» Task prompt: The goal is an unaltered copy of the records below, minus any images.

» The data:
-*-*-
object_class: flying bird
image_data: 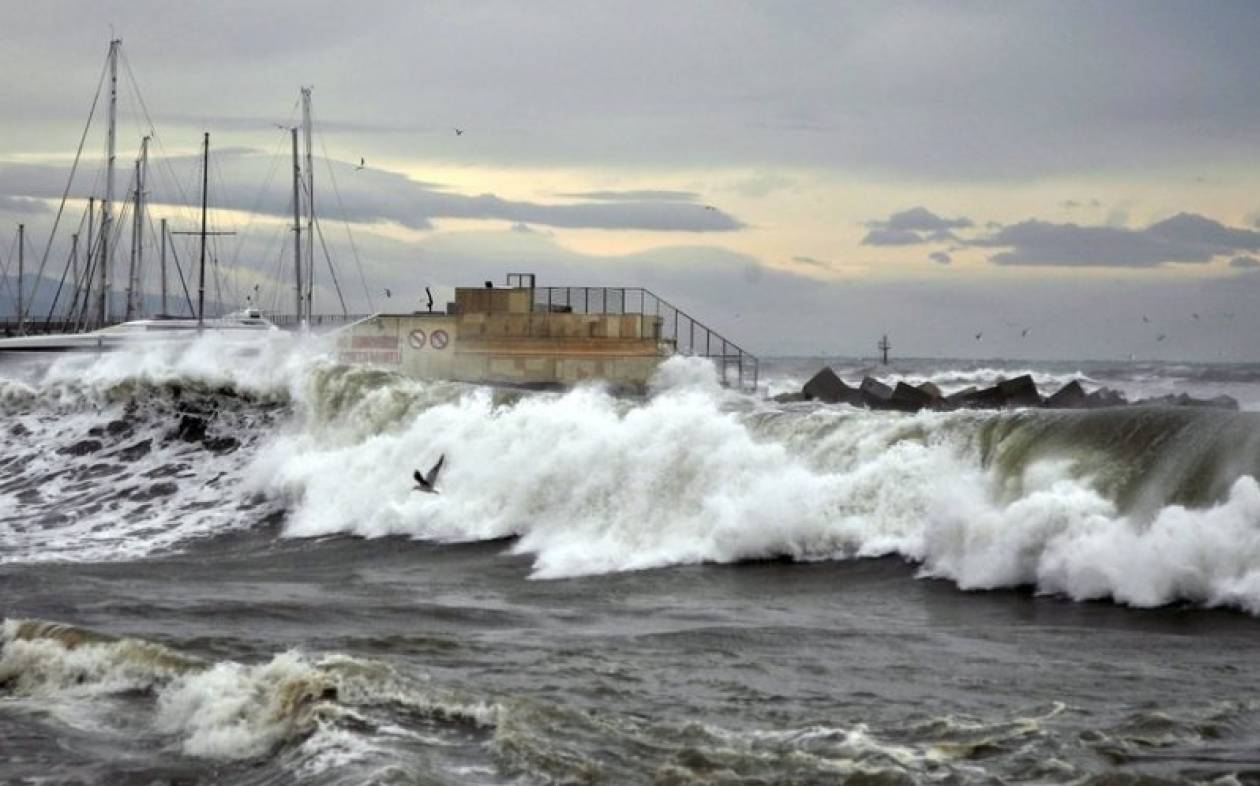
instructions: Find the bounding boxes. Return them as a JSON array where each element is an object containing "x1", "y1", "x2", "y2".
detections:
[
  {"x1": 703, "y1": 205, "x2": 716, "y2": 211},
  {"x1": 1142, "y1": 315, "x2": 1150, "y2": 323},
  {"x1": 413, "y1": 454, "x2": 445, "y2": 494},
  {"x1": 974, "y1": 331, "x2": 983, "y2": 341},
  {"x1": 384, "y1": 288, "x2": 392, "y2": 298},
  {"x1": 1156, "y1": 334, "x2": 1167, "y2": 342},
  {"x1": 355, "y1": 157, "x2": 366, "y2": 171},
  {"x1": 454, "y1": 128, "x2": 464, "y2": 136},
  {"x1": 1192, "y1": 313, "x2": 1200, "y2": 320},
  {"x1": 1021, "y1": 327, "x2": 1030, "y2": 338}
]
-*-*-
» Exercise response:
object_class: flying bird
image_data: 
instructions: Find the bounding boxes. Return them as a JSON array where each element is an object containing "x1", "y1", "x2", "y2".
detections:
[
  {"x1": 703, "y1": 205, "x2": 716, "y2": 211},
  {"x1": 1142, "y1": 315, "x2": 1150, "y2": 323},
  {"x1": 413, "y1": 454, "x2": 445, "y2": 494},
  {"x1": 974, "y1": 331, "x2": 983, "y2": 341},
  {"x1": 384, "y1": 288, "x2": 392, "y2": 298},
  {"x1": 1156, "y1": 334, "x2": 1167, "y2": 342},
  {"x1": 355, "y1": 157, "x2": 366, "y2": 171},
  {"x1": 454, "y1": 128, "x2": 464, "y2": 136},
  {"x1": 1192, "y1": 313, "x2": 1200, "y2": 320},
  {"x1": 1021, "y1": 327, "x2": 1030, "y2": 338}
]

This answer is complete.